STATED EXERCISE 1 –
Which people other than John Ammen himself does the John Ammen biography name? List each one.
STATED EXERCISE 2 –
Can you rewrite the paragraph of the John Ammen biography that begins "A weaver by trade" as a shorter bulleted list that keeps its main facts?
STATED EXERCISE 3 –
Answer these questions about the John Ammen biography:
(a) What function is listed for John Ammen?
(b) What county was Anna Deardorff from?
(c) In what year did John Ammen die?

DOCUMENT EXCERPT –
Individual Biography

John Ammen

  • Formal Name: John Ammen
  • First Date: 1800
  • Last Date: 1801
  • Function: Publisher
  • Locales: Botetourt County
  • Precis: Publisher of first newspaper in Botetourt County, The Herald of Virginia (1800), a short-lived joint venture with his youngest brother David Ammen (008).
  • Notes: Publisher
    Fincastle, Botetourt
    Publisher of first newspaper in Botetourt County, The Herald of Virginia & Fincastle Weekly Advertiser (1800-01), a short-lived joint venture with his brother David Ammen (008).
    A weaver by trade, John Ammen was apparently the financier for his brother David's press. Fourteen years David's senior, John had already built a weaving mill on family land along Looney's Mill Creek. When his father, Durst, brought the family to Botetourt County from Pennsylvania in 1785, John was twenty-five years-old and looking to establish a freehold of his own; his mill became the means to that end. He married Anna Deardorff of Bedford County in 1788, evidently once the mill was operating; the couple apparently had only one child, who died in infancy. In 1810, after Anna's death, he remarried, this time to another Botetourt County resident, Christianna Beckner. In land transactions throughout this period, John is seen divesting himself of the land conveyed to him by his father, likely for capital needed to expand his weaving business, while assisting other family members in building up their nearby farms. He remained engaged in the business that he had started until his 1846 death. His journalistic career, however, died when Fincastle's Herald did in mid-1801.

STORED DATA –
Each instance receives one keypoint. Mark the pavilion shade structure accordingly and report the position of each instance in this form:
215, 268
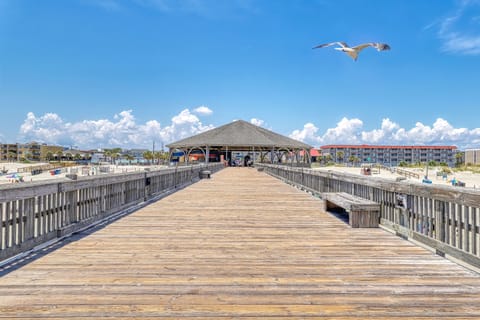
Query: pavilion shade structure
239, 136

EXERCISE SOLUTION 1 –
- David Ammen
- Durst
- Anna Deardorff
- Christianna Beckner

EXERCISE SOLUTION 2 –
- John Ammen was a weaver and apparently financed his brother David's press.
- He was fourteen years older than David and had already built a weaving mill on family land along Looney's Mill Creek.
- He was twenty-five when his father, Durst, moved the family from Pennsylvania to Botetourt County in 1785. The mill was his means to a freehold of his own.
- In 1788 he married Anna Deardorff of Bedford County. Their only child apparently died in infancy.
- After Anna died, he married Christianna Beckner of Botetourt County in 1810.
- He sold off land his father had given him, likely to fund the growth of his weaving business, and helped relatives build up nearby farms.
- He ran his business until his death in 1846, but his journalism ended when the Herald closed in mid-1801.

EXERCISE SOLUTION 3 –
(a) Publisher
(b) Bedford County
(c) 1846